■ THE INPUT ■
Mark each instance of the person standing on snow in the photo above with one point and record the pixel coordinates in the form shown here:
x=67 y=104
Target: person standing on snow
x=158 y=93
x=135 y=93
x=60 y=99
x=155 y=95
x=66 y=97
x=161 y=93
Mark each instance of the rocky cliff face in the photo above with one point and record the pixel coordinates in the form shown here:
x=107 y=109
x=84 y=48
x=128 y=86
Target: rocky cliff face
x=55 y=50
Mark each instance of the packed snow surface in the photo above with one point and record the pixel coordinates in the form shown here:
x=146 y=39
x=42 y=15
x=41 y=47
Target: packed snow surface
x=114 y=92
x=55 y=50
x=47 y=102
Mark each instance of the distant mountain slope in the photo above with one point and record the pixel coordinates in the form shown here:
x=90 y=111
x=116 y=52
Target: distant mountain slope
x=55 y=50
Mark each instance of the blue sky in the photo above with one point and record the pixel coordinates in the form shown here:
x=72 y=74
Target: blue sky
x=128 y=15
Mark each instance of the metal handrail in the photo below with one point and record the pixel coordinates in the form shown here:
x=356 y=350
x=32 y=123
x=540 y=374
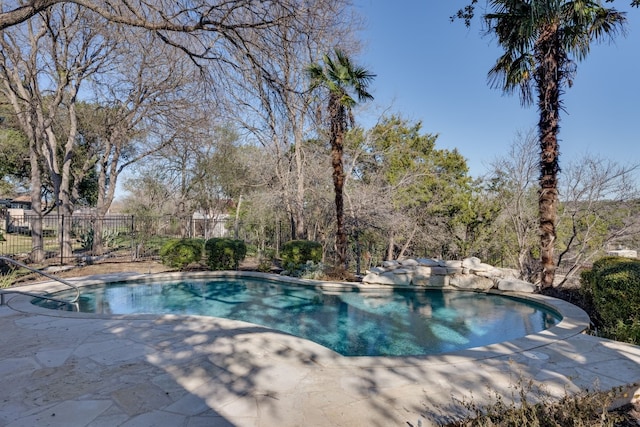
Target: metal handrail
x=42 y=273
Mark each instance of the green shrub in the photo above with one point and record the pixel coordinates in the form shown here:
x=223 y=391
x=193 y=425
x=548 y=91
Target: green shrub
x=225 y=254
x=296 y=253
x=179 y=253
x=531 y=405
x=612 y=286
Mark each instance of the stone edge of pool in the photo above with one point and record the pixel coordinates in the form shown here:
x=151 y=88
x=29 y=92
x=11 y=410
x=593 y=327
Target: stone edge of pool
x=574 y=320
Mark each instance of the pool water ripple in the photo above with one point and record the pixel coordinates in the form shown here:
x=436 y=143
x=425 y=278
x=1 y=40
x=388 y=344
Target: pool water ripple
x=352 y=323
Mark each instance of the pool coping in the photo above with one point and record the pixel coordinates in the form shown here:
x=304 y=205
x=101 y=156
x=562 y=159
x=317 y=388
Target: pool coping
x=574 y=320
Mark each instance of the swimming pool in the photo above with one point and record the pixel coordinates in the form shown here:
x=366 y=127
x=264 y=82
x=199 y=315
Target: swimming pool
x=352 y=322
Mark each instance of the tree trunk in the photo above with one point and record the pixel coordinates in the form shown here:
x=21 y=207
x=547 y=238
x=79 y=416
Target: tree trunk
x=547 y=79
x=338 y=120
x=37 y=240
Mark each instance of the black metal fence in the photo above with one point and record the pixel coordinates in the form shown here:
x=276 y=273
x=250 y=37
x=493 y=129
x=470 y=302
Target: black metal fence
x=123 y=237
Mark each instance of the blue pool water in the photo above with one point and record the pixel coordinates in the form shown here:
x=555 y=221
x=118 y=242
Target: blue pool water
x=390 y=323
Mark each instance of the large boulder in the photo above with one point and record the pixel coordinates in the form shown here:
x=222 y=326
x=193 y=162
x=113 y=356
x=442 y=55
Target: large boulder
x=470 y=281
x=428 y=262
x=516 y=285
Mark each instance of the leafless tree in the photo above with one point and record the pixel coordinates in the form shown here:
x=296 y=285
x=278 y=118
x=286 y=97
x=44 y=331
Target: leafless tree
x=269 y=91
x=42 y=66
x=147 y=100
x=513 y=183
x=598 y=207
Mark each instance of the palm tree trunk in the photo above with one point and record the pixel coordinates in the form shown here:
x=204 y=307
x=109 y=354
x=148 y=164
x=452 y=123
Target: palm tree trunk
x=338 y=114
x=548 y=79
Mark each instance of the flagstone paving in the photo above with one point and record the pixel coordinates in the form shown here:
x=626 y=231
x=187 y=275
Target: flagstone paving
x=70 y=369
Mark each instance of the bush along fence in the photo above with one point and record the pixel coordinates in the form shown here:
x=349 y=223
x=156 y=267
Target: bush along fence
x=121 y=237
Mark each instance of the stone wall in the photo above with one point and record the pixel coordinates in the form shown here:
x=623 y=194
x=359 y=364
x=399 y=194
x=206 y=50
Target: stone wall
x=470 y=274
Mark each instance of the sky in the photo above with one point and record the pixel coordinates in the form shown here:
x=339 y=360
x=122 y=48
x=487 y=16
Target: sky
x=431 y=70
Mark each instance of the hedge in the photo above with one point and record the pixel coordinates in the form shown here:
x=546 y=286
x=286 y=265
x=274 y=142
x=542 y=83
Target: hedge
x=224 y=254
x=179 y=253
x=613 y=287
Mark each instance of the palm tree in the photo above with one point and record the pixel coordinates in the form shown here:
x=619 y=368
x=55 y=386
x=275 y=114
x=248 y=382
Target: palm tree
x=341 y=79
x=541 y=42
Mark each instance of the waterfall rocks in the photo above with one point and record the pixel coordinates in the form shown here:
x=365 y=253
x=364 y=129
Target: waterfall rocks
x=469 y=274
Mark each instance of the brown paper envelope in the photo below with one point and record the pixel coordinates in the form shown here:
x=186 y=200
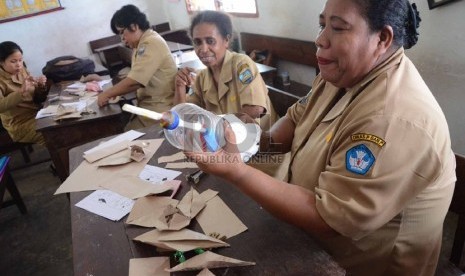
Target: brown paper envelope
x=182 y=240
x=208 y=259
x=154 y=266
x=88 y=177
x=171 y=158
x=205 y=272
x=106 y=151
x=133 y=187
x=148 y=210
x=217 y=218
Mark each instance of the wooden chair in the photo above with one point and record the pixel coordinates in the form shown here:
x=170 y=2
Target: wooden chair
x=7 y=145
x=281 y=100
x=458 y=206
x=7 y=183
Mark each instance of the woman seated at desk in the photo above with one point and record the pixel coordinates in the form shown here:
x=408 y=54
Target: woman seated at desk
x=21 y=95
x=152 y=67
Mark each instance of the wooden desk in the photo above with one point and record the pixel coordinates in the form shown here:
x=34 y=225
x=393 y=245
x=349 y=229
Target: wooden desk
x=104 y=247
x=66 y=134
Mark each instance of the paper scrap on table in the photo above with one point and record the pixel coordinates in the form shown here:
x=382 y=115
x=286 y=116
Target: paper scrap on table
x=154 y=266
x=128 y=135
x=133 y=187
x=107 y=204
x=217 y=219
x=208 y=259
x=205 y=272
x=96 y=176
x=156 y=174
x=148 y=210
x=182 y=240
x=181 y=165
x=171 y=158
x=105 y=151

■ SHORT EXERCISE ■
Reproduce every one of the records above word for word, omitting the pictures.

■ RESULT OF THE TASK ■
Mark each instance of the person standing on snow in the photo above with one point and record the pixel coordinates in the form shown here:
x=67 y=104
Target: person standing on snow
x=158 y=93
x=135 y=93
x=60 y=99
x=155 y=95
x=66 y=97
x=161 y=93
Mark each instance of the rocky cliff face in the photo above with one point and record the pixel coordinates in the form shown here:
x=107 y=109
x=84 y=48
x=128 y=86
Target: rocky cliff face
x=55 y=50
Mark each instance of the packed snow surface in the photo above with one point and record the pixel coordinates in the form shown here:
x=146 y=39
x=42 y=15
x=41 y=47
Target: packed snow surface
x=114 y=92
x=55 y=50
x=47 y=102
Mark each instance of the distant mountain slope in the photo above with one point and record the pixel coordinates in the form shown here:
x=90 y=111
x=116 y=52
Target: distant mountain slope
x=55 y=50
Mark each instance of the blue sky in the photo above with one point and record the pixel coordinates in the form shown here:
x=72 y=74
Target: blue sky
x=128 y=15
Mark each instance of the metal handrail in the photo below with one point and record the pixel coordinates in the form shown here:
x=356 y=350
x=32 y=123
x=540 y=374
Target: metal handrail
x=42 y=273
Mark each instance of the green shrub in the photo above with one point and record the pixel coordinates in the form shown here:
x=223 y=391
x=193 y=425
x=548 y=91
Target: green shrub
x=225 y=254
x=296 y=253
x=179 y=253
x=531 y=405
x=612 y=286
Mark each instance of the stone edge of pool in the photo above with one point and record the pixel coordinates in the form shown here:
x=151 y=88
x=29 y=92
x=11 y=410
x=593 y=327
Target: stone edge of pool
x=574 y=320
Mark each instance of the pool water ripple in the photo above with one point and record the pixel coordinates in the form shown here:
x=436 y=143
x=425 y=278
x=1 y=40
x=388 y=344
Target: pool water ripple
x=352 y=323
Mark each instance of the pool coping in the photo above with one point and record the pixel coordinates in the form shown here:
x=304 y=205
x=101 y=156
x=562 y=159
x=317 y=388
Target: pool coping
x=574 y=320
Mark each instance of the swimming pool in the photo above with one point and record the pixel coordinates in the form shown here:
x=366 y=127
x=264 y=82
x=199 y=315
Target: swimming pool
x=352 y=322
Mark each instance of the tree trunk in the photo above with one point and record the pixel coordinates in the form shown here:
x=21 y=207
x=547 y=238
x=79 y=416
Target: tree trunk
x=547 y=79
x=338 y=120
x=37 y=240
Mark each instance of the black metal fence in the photo above with one point and record the pixel coordinates in the form shown here:
x=276 y=273
x=250 y=37
x=493 y=129
x=470 y=302
Target: black metal fence
x=123 y=237
Mark each instance of the blue pool water in the photo above with one point and record the pixel coordinates in the form shown here:
x=555 y=221
x=118 y=242
Target: blue pool water
x=390 y=323
Mark each instance of the large boulder in the photo above with one point and record the pixel coordinates in the form shown here:
x=222 y=326
x=193 y=162
x=113 y=356
x=442 y=55
Target: large boulder
x=470 y=281
x=428 y=262
x=516 y=285
Mark each instance of the leafless tree in the photo above with one point and record the pixel coordinates in the form shown here:
x=296 y=285
x=278 y=118
x=286 y=97
x=44 y=331
Target: leafless tree
x=269 y=91
x=42 y=66
x=147 y=100
x=513 y=183
x=598 y=207
Mark each instance of the palm tree trunk in the photo above with one point and record the pixel coordinates in the form shown here:
x=204 y=307
x=109 y=354
x=148 y=164
x=452 y=123
Target: palm tree trunk
x=338 y=114
x=548 y=79
Mark each instance of the flagstone paving in the photo above with one point and record the pixel coordinates in the form shown here:
x=626 y=231
x=187 y=275
Target: flagstone paving
x=70 y=369
Mark each instance of the bush along fence in the photo above with one point and record the pixel coordinates in the form shown here:
x=349 y=223
x=156 y=267
Target: bush along fence
x=121 y=237
Mark each instance of the stone wall in the photo above with one point and record the pixel coordinates in the form shown here:
x=623 y=194
x=359 y=364
x=399 y=194
x=206 y=50
Target: stone wall
x=470 y=274
Mark each instance of the sky in the photo above with one point and record the pixel coordinates in the form shown here:
x=339 y=360
x=122 y=48
x=487 y=16
Target: sky
x=431 y=70
Mark each instance of the hedge in the photo above with one point and record the pixel coordinates in the form shown here:
x=546 y=286
x=286 y=265
x=274 y=142
x=542 y=83
Target: hedge
x=224 y=254
x=179 y=253
x=613 y=287
Mark each instance of the palm tree in the photo above with one point and record the pixel coordinates in the form shown here:
x=619 y=368
x=55 y=386
x=275 y=114
x=248 y=382
Target: palm tree
x=341 y=79
x=541 y=42
Mark each instance of the waterfall rocks in the photo above with one point and record the pixel coordinates in the form shown here:
x=365 y=253
x=364 y=129
Target: waterfall rocks
x=469 y=274
Mark each instance of the brown paper envelope in the photo below with one point and record the pixel coordinates in the form shown here:
x=186 y=200
Target: brown paper envelope
x=182 y=240
x=208 y=259
x=154 y=266
x=88 y=177
x=171 y=158
x=205 y=272
x=106 y=151
x=133 y=187
x=148 y=210
x=217 y=218
Mark each instance of the wooden chair in the photo above with one point and record the pixel coordinates in the form shown here:
x=170 y=2
Target: wooden chair
x=7 y=145
x=281 y=100
x=458 y=206
x=7 y=183
Mark each instance of the woman seated at desk in the photo above with one point and record the pixel coordinates in the form shown here:
x=408 y=54
Target: woman seated at desk
x=21 y=95
x=152 y=67
Mark each instance of the wooden desk in the photo above with one point and record the pixel coordinates in the form shown here:
x=34 y=225
x=393 y=245
x=349 y=229
Target: wooden desk
x=104 y=247
x=66 y=134
Mark each instance of the paper scrap on table in the photo above with one point and record the pixel coordinates in the form shown here:
x=382 y=115
x=286 y=116
Target: paper scrap on table
x=154 y=266
x=128 y=135
x=133 y=187
x=107 y=204
x=217 y=219
x=208 y=259
x=205 y=272
x=96 y=176
x=156 y=174
x=148 y=210
x=182 y=240
x=181 y=165
x=171 y=158
x=105 y=151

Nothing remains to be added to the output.